→ **Kutipan Dokumen**
● ● ● ● ●

Tender Frekwensi 1.900 dan 2.300 Ghz
Pada Februari 2017, Rudiantara membuat pengumuman yang memang telah ditunggu oleh semua operator. Lelang frekwensi 2.100 dan 2.300 Ghz.
Chief RA mengatakan bahwa pihaknya siap untuk memajukan lelang Frekuensi 2.1 (10 Mhz) dan 2.3 (15 Mhz). Rencananya pada Maret 2017, pihaknya akan melakukan uji publik RPM mengenai lelang frekwensi dan membuka dokumen tender kepada publik. Diharapkan pada pertengahan 2017, pemenang tender frekuensi sudah akan diketahui.
Dalam perkembangannya, Rudiantara mengatakan RPM tersebut harus disempurnakan, sehingga harus ditunda hingga awal April 2017.
Sayangnya memasuki April 2017, PM yang ditunggu juga tak kunjung dibuka kepada publik. Imbasnya, kelanjutan dari rencana lelang di kedua frekwensi itu juga tak lagi terdengar hingga kini.
Tak diragukan lagi bahwa lelang frekwensi terkendala oleh gugatan hukum. Seperti diketahui, pada 10 Maret 2017, Pengadilan Negeri Jakarta Pusat mengabulkan tuntutan yang diajukan PT Internux ke Kemenkominfo. Dalam gugatan itu Internux meminta diberikan spektrum 30 MHz di pita 2,3 GHz tanpa proses lelang untuk produknya, Bolt.
Internux yang merupakan anak perusahaan Lippo Group beralasan, pada 2014 lalu Kominfo juga melakukan hal serupa untuk PT Smart Telecom (Smartfren). Kala itu terjadi gangguan yang membuat Kominfo bertindak cepat dalam memindahkan jaringan Smart Telecom dari frekuensi 1,9 GHz ke 2,3 GHz.
Hal ini menjadi kisruh karena menurut sebagian orang izin frekuensi harus melewati proses pelelangan terbuka. Apalagi, spektrum Smart Telecom yang tadinya seluas 7,5 MHz di frekuensi 1,9 GHz bertambah menjadi 30 MHz di frekuensi 2,3 GHz.

● ● ● ● ●

→ **Tugas untuk Dikerjakan**
Menurut kutipan tentang lelang frekuensi ini, pengadilan mana yang mengabulkan tuntutan PT Internux pada 10 Maret 2017? Materi berikut tidak diperlukan.

(Entri dari kumpulan anotasi titik)
● ● ● ● ●

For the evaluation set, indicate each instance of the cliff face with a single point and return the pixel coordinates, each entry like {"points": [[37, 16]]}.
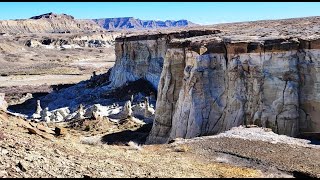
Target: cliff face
{"points": [[142, 56], [218, 85], [133, 23], [209, 84], [48, 23]]}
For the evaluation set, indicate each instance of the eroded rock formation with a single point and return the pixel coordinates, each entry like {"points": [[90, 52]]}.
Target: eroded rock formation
{"points": [[209, 84]]}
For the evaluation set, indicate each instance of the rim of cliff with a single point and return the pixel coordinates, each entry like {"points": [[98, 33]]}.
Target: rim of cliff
{"points": [[306, 28]]}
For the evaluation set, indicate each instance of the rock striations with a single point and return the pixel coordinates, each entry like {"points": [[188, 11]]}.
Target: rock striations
{"points": [[133, 23], [48, 23], [210, 82]]}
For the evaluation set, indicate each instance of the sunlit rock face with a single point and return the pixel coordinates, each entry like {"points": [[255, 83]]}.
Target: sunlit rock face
{"points": [[209, 84], [142, 56]]}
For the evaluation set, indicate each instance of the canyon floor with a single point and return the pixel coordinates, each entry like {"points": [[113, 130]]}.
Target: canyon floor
{"points": [[95, 148], [83, 153]]}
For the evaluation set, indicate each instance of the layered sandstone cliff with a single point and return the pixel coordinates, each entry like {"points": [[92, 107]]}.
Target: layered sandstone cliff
{"points": [[48, 23], [211, 83]]}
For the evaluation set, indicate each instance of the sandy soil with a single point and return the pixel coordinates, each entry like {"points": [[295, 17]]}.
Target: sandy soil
{"points": [[29, 155]]}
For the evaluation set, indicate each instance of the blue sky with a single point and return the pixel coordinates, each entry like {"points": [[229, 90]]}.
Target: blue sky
{"points": [[198, 12]]}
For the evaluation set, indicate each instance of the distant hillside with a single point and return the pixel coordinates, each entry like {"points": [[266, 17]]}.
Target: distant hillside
{"points": [[132, 23], [48, 23]]}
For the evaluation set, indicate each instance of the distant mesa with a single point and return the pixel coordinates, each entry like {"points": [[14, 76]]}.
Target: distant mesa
{"points": [[52, 15], [133, 23]]}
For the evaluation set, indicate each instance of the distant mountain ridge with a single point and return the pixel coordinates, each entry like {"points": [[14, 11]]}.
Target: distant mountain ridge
{"points": [[49, 23], [63, 23], [133, 23]]}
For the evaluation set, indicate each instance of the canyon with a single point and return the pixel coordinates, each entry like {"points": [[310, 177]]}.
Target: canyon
{"points": [[241, 94]]}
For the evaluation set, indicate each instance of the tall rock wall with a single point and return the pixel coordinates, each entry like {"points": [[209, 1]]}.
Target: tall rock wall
{"points": [[209, 84], [142, 56]]}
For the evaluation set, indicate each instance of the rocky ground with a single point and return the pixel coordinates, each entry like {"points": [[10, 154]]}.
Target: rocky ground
{"points": [[88, 153]]}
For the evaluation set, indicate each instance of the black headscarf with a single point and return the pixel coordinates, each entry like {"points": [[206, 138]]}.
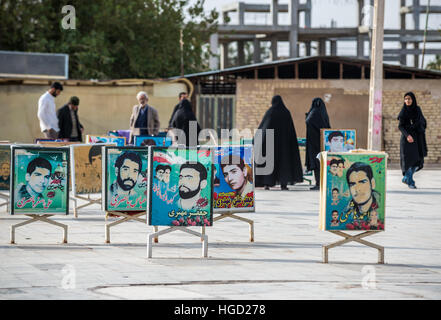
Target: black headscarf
{"points": [[317, 118], [409, 112], [287, 164], [182, 117], [318, 115], [413, 123]]}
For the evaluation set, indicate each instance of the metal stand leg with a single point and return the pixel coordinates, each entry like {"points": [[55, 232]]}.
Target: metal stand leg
{"points": [[156, 230], [126, 218], [203, 233], [232, 215], [74, 206], [5, 197], [356, 238], [35, 218], [172, 229], [89, 201]]}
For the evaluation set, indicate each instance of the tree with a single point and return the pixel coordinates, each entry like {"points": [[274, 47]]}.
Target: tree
{"points": [[113, 38]]}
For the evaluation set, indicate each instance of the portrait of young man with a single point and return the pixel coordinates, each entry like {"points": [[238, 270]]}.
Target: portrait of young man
{"points": [[192, 180], [5, 172], [336, 142], [237, 175], [38, 176], [128, 167], [364, 198], [95, 160]]}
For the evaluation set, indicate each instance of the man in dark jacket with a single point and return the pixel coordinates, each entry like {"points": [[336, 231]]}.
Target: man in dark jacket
{"points": [[70, 126]]}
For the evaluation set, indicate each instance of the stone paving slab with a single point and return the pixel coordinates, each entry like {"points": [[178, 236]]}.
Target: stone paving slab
{"points": [[284, 262]]}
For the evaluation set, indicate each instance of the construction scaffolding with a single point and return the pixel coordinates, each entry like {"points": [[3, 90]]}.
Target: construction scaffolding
{"points": [[242, 33]]}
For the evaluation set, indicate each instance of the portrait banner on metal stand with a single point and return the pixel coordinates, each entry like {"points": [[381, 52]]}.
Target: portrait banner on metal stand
{"points": [[181, 187], [125, 178], [233, 178], [5, 167], [353, 190], [40, 180], [86, 168], [141, 141], [120, 141], [338, 140]]}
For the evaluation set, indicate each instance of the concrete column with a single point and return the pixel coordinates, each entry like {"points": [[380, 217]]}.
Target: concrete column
{"points": [[376, 80], [293, 34], [214, 48], [360, 42], [333, 47], [308, 48], [241, 52], [241, 13], [308, 14], [403, 57], [322, 47], [256, 50], [224, 55], [416, 21], [274, 9], [274, 53]]}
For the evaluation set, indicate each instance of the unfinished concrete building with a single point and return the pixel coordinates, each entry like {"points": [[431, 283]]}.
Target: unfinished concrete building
{"points": [[410, 40]]}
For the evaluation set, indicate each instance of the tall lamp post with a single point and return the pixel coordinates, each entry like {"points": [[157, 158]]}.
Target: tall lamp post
{"points": [[376, 79]]}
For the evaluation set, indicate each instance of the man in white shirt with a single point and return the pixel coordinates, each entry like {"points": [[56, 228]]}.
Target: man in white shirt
{"points": [[46, 111]]}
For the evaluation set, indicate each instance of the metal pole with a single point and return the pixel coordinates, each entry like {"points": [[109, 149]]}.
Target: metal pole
{"points": [[425, 34], [376, 79], [181, 44]]}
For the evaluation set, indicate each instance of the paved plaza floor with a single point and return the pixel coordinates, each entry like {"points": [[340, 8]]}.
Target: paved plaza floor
{"points": [[284, 262]]}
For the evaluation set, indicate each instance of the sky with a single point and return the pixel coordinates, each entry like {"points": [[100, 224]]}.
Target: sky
{"points": [[343, 13]]}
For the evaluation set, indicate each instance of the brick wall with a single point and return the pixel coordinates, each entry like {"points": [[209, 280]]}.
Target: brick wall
{"points": [[253, 98]]}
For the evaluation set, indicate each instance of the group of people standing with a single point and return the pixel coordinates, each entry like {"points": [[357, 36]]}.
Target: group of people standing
{"points": [[287, 164], [63, 123], [144, 120], [287, 169]]}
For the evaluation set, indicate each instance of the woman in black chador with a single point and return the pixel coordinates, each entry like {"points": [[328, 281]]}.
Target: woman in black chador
{"points": [[181, 120], [287, 165], [316, 119], [413, 147]]}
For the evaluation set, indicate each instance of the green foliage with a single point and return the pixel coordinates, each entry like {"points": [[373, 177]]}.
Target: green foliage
{"points": [[113, 39]]}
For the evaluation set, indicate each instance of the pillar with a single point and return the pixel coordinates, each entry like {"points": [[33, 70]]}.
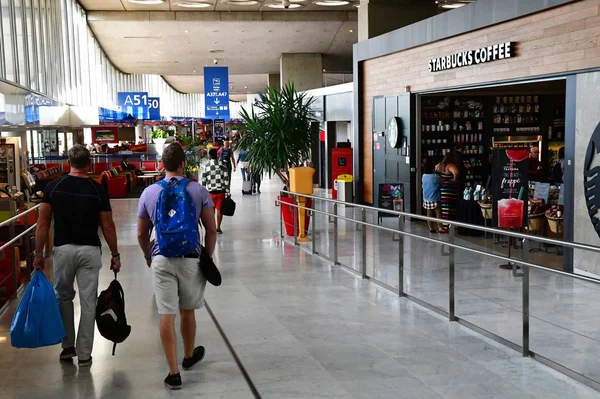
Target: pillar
{"points": [[376, 17], [275, 80], [305, 70]]}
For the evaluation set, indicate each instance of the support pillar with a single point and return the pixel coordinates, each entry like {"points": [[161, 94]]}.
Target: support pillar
{"points": [[275, 80], [305, 70], [376, 17]]}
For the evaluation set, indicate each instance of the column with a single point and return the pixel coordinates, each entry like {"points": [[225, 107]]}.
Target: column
{"points": [[304, 69], [376, 17], [275, 80]]}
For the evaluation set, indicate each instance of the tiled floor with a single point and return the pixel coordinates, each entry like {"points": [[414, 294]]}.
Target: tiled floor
{"points": [[304, 328]]}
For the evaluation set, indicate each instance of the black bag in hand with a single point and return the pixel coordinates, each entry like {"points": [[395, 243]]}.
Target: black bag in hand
{"points": [[209, 269], [110, 314], [228, 206]]}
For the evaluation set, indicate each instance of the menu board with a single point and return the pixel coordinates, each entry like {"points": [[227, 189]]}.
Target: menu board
{"points": [[391, 197], [541, 191], [510, 176]]}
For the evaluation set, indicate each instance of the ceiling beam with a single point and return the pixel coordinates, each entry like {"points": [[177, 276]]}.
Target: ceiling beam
{"points": [[225, 16]]}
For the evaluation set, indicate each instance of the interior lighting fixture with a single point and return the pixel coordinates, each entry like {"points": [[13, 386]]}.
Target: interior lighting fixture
{"points": [[279, 5], [240, 2], [193, 4], [332, 3], [147, 2]]}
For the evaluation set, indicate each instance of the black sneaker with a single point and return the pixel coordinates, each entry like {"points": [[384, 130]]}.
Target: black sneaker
{"points": [[68, 353], [173, 381], [197, 356], [85, 363]]}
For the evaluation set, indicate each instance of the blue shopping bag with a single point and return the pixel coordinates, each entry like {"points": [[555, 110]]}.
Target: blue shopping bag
{"points": [[37, 321]]}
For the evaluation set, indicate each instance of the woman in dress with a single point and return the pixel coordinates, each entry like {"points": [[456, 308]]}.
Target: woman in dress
{"points": [[449, 191], [432, 183]]}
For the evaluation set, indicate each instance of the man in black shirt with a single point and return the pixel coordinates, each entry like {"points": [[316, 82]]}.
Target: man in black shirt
{"points": [[78, 205]]}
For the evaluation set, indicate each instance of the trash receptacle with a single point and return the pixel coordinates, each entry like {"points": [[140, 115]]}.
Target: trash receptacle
{"points": [[345, 188]]}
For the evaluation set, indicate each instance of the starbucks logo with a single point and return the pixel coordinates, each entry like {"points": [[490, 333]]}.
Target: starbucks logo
{"points": [[591, 179]]}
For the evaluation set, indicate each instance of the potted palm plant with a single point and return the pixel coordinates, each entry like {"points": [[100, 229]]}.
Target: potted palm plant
{"points": [[278, 136]]}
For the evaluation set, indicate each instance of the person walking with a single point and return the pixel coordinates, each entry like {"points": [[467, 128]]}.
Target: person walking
{"points": [[243, 164], [78, 206], [432, 195], [178, 282], [214, 178], [227, 158], [449, 190]]}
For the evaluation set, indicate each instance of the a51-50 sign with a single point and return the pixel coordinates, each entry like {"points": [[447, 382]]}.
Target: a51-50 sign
{"points": [[137, 104]]}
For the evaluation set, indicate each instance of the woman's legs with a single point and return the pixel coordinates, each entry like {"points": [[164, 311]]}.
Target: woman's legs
{"points": [[431, 214]]}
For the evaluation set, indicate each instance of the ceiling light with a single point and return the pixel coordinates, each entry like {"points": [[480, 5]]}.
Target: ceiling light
{"points": [[240, 2], [332, 3], [193, 4], [282, 6], [146, 2]]}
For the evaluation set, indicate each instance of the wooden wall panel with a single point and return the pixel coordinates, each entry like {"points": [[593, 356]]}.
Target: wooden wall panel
{"points": [[566, 38]]}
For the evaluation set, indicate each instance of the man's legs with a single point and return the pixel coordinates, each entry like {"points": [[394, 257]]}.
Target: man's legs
{"points": [[188, 331], [64, 278], [169, 341], [89, 263]]}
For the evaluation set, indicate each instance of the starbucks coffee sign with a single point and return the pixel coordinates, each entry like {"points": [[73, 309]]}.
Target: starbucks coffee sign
{"points": [[473, 57]]}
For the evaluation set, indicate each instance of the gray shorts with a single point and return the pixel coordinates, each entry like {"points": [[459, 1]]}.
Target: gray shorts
{"points": [[178, 284]]}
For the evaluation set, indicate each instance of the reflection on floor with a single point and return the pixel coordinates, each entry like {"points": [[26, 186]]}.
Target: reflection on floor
{"points": [[304, 328]]}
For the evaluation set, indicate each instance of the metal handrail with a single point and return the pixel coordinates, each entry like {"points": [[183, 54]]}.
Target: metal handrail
{"points": [[448, 244], [545, 240], [450, 313], [20, 215]]}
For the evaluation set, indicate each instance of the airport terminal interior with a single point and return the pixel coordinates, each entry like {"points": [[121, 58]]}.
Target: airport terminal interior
{"points": [[407, 190]]}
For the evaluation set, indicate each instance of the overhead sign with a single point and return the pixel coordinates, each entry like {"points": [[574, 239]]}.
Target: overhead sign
{"points": [[134, 103], [216, 92], [473, 57], [154, 107]]}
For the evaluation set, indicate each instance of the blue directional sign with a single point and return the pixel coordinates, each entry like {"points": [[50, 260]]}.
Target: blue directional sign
{"points": [[154, 106], [216, 92], [134, 103]]}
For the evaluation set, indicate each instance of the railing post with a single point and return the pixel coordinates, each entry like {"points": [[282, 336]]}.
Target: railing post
{"points": [[281, 232], [401, 256], [525, 299], [15, 263], [364, 245], [295, 207], [335, 234], [313, 228], [451, 311]]}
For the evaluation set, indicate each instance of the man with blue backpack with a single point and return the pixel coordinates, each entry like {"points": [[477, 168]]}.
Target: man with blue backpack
{"points": [[173, 207]]}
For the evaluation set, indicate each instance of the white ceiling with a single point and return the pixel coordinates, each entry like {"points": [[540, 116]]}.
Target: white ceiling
{"points": [[178, 45], [217, 5]]}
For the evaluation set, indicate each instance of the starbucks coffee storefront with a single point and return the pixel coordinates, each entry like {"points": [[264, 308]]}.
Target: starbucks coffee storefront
{"points": [[475, 83]]}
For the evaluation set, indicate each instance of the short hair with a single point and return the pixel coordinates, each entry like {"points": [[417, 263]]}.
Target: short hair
{"points": [[428, 168], [79, 157], [173, 156], [448, 158]]}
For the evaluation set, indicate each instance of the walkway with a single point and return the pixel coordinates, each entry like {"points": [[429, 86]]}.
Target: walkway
{"points": [[301, 327]]}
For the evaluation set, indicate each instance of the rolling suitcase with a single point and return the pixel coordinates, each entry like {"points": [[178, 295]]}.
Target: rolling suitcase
{"points": [[247, 187]]}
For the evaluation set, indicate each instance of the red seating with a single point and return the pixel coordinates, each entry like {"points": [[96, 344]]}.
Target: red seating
{"points": [[100, 167], [149, 166]]}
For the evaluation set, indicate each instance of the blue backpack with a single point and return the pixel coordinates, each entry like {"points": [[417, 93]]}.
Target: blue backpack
{"points": [[175, 219]]}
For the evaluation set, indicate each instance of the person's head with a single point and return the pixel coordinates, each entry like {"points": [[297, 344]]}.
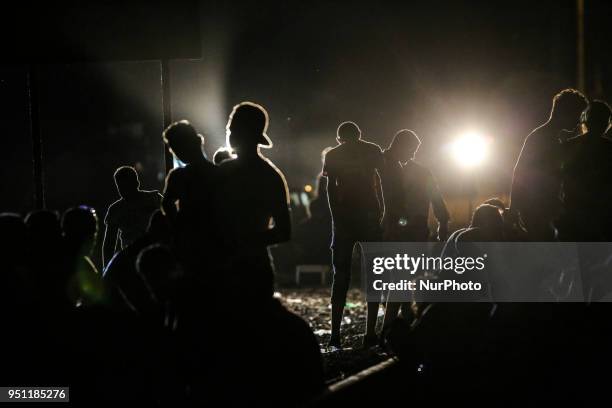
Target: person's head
{"points": [[596, 117], [348, 132], [496, 202], [80, 228], [222, 154], [126, 180], [159, 270], [566, 108], [404, 145], [487, 218], [246, 128], [183, 140]]}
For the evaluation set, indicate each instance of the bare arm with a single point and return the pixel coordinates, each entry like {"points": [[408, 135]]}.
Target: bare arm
{"points": [[331, 195], [380, 195], [281, 229], [170, 197]]}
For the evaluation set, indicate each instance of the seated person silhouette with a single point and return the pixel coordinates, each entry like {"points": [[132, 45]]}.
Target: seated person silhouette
{"points": [[354, 192], [188, 201], [80, 230], [255, 201], [128, 217]]}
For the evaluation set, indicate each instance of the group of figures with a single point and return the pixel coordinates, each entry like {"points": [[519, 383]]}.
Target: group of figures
{"points": [[183, 309]]}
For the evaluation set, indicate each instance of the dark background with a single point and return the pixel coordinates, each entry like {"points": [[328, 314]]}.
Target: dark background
{"points": [[439, 68]]}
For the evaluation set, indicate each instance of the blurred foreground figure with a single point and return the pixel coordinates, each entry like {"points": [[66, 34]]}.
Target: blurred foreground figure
{"points": [[188, 198], [410, 191], [356, 202], [536, 184], [587, 179], [254, 199], [128, 217]]}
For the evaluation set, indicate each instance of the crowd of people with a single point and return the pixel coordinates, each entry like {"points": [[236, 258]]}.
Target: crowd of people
{"points": [[183, 309]]}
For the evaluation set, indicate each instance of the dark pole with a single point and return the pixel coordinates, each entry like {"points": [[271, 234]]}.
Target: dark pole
{"points": [[167, 106], [36, 135]]}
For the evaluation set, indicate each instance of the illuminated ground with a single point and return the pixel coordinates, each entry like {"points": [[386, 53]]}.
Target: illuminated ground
{"points": [[313, 306]]}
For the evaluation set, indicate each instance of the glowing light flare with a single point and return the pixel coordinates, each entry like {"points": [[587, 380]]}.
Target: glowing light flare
{"points": [[470, 149]]}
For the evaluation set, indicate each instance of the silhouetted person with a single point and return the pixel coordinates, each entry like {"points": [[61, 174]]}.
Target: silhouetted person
{"points": [[128, 217], [587, 179], [536, 184], [160, 272], [222, 154], [410, 191], [188, 201], [255, 201], [14, 255], [357, 206], [121, 270], [487, 225]]}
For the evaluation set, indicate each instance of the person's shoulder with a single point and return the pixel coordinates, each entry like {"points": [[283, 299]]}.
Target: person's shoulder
{"points": [[114, 207], [371, 146], [177, 172], [116, 204], [414, 166], [152, 195], [333, 151], [273, 170]]}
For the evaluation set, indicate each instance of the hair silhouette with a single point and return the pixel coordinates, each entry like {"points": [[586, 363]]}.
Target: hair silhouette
{"points": [[348, 131], [247, 126], [183, 140], [126, 179], [596, 117]]}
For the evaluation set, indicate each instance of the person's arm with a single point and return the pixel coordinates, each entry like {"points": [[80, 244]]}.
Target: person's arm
{"points": [[379, 195], [170, 196], [280, 231], [379, 179], [439, 208], [109, 243]]}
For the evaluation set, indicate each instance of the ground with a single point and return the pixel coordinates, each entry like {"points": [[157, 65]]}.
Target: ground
{"points": [[313, 306]]}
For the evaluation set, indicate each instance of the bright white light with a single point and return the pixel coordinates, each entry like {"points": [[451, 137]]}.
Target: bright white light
{"points": [[470, 149]]}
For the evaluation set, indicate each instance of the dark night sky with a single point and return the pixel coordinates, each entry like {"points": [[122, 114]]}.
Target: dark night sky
{"points": [[439, 68]]}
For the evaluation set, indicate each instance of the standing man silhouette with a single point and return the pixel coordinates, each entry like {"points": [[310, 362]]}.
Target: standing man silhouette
{"points": [[536, 184], [127, 218], [587, 179], [410, 191], [355, 196], [188, 199], [255, 201]]}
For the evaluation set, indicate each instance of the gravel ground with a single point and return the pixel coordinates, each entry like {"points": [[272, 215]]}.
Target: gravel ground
{"points": [[313, 306]]}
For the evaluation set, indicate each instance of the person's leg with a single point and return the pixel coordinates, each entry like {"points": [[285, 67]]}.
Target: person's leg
{"points": [[341, 260], [372, 234], [391, 312], [372, 318]]}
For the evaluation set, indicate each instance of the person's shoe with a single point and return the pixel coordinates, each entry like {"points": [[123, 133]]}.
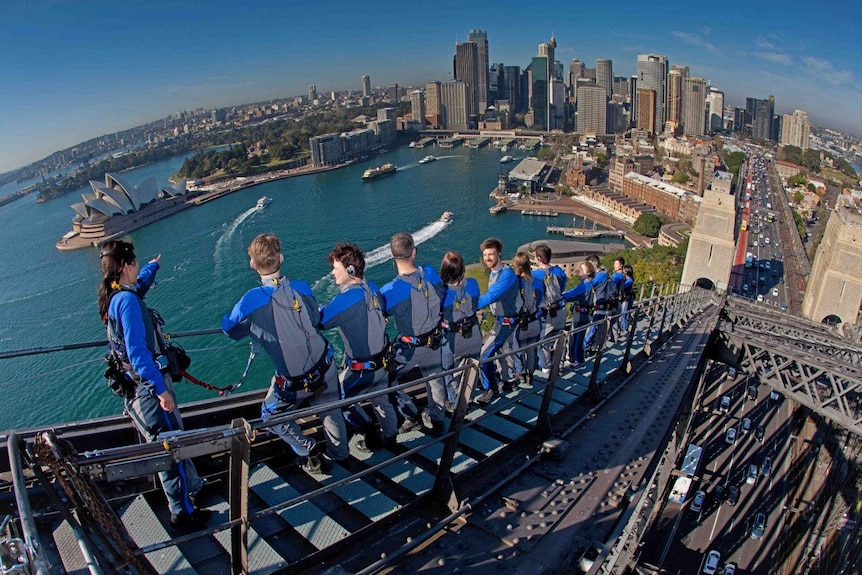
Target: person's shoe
{"points": [[407, 425], [198, 497], [486, 396], [188, 522], [317, 465]]}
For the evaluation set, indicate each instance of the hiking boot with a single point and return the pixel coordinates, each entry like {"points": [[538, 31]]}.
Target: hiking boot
{"points": [[486, 396], [407, 425], [317, 465], [198, 497], [188, 522]]}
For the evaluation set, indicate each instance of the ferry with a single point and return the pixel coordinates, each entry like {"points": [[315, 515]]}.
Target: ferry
{"points": [[380, 171]]}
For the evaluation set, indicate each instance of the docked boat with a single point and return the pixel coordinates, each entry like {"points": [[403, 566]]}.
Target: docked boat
{"points": [[379, 171]]}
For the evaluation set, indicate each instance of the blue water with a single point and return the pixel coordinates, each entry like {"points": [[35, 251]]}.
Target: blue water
{"points": [[48, 297]]}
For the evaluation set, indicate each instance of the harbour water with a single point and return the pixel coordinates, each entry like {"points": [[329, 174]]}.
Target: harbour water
{"points": [[48, 298]]}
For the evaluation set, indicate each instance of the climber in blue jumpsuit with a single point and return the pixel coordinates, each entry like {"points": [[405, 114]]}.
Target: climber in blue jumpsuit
{"points": [[414, 300], [283, 316], [501, 297], [135, 337], [357, 312], [553, 310]]}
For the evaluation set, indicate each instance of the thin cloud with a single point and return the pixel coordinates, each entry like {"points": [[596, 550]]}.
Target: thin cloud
{"points": [[827, 71], [696, 40], [776, 57]]}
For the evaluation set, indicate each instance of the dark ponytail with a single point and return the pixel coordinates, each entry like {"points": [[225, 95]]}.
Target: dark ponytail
{"points": [[112, 257]]}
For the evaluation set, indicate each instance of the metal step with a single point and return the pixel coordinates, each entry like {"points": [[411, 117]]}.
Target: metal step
{"points": [[305, 517], [262, 559], [146, 529], [69, 550]]}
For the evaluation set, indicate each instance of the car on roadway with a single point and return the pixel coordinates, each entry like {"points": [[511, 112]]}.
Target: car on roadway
{"points": [[732, 495], [730, 436], [759, 432], [759, 526], [698, 501], [710, 567], [753, 472]]}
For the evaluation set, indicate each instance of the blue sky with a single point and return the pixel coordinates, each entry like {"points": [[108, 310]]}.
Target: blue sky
{"points": [[73, 70]]}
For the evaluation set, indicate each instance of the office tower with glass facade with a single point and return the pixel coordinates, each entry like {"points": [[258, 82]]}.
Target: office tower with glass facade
{"points": [[592, 110], [652, 75], [467, 71], [646, 110], [480, 38], [693, 106], [453, 105], [795, 129], [605, 76], [714, 109]]}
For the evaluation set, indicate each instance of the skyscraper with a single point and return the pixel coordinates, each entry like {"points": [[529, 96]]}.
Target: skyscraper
{"points": [[674, 96], [539, 94], [715, 109], [605, 76], [795, 129], [453, 105], [652, 74], [467, 71], [761, 112], [480, 38], [693, 106], [592, 109], [417, 107], [432, 104], [646, 110]]}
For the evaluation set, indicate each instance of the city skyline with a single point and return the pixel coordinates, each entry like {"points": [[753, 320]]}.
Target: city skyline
{"points": [[71, 72]]}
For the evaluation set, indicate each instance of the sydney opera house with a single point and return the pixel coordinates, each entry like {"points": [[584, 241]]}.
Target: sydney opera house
{"points": [[117, 207]]}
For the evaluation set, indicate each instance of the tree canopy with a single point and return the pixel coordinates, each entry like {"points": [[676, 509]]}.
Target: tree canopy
{"points": [[648, 225]]}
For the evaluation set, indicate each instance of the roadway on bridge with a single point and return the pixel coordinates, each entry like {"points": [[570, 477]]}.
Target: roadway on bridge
{"points": [[684, 537]]}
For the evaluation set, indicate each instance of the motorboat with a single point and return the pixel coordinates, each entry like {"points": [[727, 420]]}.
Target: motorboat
{"points": [[379, 171]]}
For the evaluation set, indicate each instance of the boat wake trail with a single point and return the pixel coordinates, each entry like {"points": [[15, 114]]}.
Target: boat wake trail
{"points": [[325, 286], [229, 231]]}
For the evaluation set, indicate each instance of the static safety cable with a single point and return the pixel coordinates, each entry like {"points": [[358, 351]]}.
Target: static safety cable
{"points": [[225, 391]]}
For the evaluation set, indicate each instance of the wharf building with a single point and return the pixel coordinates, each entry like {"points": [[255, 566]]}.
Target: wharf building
{"points": [[675, 203], [834, 291], [335, 148]]}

● ● ● ● ●

→ **Hasil Jawaban**
Pengadilan Negeri Jakarta Pusat.